## PROMPT
Take the line that contains "of the parachute" and every line after it in the material below, and quote them exactly.

## RAW DATA
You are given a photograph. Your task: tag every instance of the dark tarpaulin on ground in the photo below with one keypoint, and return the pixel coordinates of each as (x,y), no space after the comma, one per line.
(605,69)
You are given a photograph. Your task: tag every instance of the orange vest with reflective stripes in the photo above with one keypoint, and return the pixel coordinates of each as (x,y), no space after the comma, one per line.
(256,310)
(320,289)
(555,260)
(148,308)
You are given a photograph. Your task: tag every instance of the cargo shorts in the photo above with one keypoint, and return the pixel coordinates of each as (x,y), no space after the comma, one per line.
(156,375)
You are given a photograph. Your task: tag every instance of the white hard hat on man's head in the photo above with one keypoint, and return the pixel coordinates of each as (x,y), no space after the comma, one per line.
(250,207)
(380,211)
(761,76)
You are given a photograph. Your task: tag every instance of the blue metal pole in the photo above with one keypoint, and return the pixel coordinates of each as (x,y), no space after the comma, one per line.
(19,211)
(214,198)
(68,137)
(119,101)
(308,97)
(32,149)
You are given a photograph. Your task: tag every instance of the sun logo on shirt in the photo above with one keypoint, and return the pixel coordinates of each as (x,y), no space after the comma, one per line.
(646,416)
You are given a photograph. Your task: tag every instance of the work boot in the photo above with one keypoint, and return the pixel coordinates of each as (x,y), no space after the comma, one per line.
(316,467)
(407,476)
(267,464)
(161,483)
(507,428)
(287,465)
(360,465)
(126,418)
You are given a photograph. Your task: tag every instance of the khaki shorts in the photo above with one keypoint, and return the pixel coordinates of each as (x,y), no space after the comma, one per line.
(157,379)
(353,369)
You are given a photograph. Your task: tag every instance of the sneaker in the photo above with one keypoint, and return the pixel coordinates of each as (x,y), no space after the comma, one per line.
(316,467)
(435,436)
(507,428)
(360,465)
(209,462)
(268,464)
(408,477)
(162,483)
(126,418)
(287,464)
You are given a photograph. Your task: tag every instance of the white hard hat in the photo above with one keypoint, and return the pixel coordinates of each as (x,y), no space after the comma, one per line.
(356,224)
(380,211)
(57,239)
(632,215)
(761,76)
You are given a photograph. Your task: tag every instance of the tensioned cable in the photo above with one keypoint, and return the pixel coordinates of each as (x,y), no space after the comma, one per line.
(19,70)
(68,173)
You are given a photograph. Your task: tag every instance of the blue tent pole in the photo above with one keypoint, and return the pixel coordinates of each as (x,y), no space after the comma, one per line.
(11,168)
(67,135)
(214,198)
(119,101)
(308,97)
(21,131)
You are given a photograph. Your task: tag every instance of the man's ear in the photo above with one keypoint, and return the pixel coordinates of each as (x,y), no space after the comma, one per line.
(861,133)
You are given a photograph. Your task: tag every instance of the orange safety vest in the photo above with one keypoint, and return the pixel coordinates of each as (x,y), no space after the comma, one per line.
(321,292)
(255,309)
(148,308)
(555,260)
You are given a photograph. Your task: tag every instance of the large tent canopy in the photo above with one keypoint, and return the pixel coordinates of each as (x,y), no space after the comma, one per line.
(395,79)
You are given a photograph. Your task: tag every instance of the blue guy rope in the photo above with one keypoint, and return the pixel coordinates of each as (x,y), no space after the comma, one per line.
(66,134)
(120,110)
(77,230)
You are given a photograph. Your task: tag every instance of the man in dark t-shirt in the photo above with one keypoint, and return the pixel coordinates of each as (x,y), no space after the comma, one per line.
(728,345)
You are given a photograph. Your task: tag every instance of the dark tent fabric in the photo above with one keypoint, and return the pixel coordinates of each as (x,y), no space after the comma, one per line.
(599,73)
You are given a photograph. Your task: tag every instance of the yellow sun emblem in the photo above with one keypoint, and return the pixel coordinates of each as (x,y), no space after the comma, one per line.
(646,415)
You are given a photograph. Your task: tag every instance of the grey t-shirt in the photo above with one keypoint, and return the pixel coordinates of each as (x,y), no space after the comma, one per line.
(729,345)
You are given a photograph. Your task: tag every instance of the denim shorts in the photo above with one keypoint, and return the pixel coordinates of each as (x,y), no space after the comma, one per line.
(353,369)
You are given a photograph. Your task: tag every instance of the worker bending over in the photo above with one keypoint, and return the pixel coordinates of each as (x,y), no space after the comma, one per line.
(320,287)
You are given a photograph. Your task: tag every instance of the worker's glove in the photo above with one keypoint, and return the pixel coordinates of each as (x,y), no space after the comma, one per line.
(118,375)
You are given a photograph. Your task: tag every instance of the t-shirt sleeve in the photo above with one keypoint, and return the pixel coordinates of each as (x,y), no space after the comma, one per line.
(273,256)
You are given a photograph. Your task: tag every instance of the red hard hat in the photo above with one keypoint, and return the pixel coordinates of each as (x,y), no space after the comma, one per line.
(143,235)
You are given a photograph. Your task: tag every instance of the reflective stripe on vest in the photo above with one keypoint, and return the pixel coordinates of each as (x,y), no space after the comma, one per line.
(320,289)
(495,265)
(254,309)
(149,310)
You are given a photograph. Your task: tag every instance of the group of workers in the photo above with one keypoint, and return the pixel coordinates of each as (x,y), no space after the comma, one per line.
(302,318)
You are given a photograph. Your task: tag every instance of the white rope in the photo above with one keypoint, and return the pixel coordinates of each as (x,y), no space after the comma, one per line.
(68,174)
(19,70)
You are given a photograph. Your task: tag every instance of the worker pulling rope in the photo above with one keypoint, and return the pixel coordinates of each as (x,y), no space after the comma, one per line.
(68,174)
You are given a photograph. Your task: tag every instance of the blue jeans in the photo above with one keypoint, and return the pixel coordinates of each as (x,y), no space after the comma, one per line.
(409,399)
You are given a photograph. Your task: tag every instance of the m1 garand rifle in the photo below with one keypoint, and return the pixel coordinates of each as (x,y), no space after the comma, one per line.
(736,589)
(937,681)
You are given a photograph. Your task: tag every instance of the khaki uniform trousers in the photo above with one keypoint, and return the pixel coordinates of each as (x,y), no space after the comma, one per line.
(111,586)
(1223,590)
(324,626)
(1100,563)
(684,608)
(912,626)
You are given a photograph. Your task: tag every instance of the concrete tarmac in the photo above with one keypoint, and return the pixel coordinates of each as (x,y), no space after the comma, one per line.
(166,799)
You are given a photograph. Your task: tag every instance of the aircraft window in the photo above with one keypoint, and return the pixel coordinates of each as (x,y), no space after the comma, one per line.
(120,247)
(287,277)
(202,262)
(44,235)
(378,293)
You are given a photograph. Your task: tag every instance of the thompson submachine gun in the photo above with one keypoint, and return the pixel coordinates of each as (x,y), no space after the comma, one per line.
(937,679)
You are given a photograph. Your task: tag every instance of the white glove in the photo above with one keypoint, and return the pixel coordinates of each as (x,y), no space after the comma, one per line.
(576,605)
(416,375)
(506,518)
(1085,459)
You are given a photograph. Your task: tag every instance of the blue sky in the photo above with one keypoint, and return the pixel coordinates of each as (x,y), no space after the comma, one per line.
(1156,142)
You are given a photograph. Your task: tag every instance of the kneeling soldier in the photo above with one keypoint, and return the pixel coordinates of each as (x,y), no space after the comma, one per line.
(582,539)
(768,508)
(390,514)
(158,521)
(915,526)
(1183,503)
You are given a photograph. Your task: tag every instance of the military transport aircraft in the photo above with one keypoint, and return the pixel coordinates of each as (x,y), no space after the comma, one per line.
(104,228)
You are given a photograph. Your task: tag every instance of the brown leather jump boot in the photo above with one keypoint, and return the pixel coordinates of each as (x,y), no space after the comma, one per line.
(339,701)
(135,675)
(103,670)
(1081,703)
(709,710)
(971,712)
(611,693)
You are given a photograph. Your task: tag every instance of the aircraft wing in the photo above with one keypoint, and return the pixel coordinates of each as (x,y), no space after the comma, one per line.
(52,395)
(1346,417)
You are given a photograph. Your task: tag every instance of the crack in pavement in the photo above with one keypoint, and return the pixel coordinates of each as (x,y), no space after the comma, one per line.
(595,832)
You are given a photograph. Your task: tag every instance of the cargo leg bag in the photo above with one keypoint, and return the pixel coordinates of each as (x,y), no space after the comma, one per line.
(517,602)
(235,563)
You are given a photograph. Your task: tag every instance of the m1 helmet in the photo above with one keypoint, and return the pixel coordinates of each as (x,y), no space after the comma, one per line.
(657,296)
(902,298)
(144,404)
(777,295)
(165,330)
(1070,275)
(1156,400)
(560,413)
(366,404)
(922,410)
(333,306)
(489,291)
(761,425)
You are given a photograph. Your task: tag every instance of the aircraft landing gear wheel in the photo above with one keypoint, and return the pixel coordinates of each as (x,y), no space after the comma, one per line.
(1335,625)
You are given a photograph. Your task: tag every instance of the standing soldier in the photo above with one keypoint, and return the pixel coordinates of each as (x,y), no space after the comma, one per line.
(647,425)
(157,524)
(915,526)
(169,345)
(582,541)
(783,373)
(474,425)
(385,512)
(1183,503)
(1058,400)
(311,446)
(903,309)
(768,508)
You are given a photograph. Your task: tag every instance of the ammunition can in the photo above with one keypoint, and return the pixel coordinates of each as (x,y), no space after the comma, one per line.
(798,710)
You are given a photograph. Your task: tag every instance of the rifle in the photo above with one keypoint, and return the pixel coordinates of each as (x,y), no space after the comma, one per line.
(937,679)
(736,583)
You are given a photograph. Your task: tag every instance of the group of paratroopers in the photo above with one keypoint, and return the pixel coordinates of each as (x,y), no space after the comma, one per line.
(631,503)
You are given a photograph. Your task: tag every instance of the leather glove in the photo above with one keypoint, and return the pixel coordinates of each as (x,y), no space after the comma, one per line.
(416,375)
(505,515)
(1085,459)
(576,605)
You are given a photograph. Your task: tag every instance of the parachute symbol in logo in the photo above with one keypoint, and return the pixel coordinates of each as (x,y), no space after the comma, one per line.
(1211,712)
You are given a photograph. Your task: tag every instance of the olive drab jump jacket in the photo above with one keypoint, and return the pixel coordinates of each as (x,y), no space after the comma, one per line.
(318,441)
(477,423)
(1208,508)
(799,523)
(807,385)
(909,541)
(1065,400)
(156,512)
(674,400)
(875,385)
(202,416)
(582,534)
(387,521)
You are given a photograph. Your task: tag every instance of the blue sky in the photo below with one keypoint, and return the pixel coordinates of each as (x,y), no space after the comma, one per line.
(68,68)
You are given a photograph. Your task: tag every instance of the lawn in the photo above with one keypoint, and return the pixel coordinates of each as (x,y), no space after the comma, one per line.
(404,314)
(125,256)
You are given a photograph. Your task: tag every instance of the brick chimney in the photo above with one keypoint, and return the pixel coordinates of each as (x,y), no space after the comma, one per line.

## COMPLETE ANSWER
You are given a photograph. Your task: tag every instance of the parachute symbol in logo in the photo above with one keypoint, and return the pixel coordinates of each as (x,y), no space after the comma, one per line.
(1211,712)
You are given a photograph. Your task: tag every instance of the olive drab jump jacket in the photo above with one keypoint, and return the pixel coordinates of each as (x,y), no space after the comma, one per line.
(318,441)
(477,423)
(1208,508)
(799,523)
(807,385)
(909,541)
(1065,400)
(156,512)
(674,400)
(875,385)
(202,416)
(582,534)
(387,521)
You are given a photograph. Your task: tag every instance of the blue sky in the photo below with one keypoint, and return the pixel coordinates of each as (x,y), no space after the comma, one per line.
(68,68)
You are given a photograph. Your task: tag every instance of the lawn in the photo above with one keypoint, and return the pixel coordinates of each as (x,y), no space after the comma, one per line.
(404,314)
(125,256)
You are given a photograph. Your task: tag every instance of the brick chimney in the photo above with one keypoint, and return the pixel coordinates of each as (x,y), no space after the comma, one per line.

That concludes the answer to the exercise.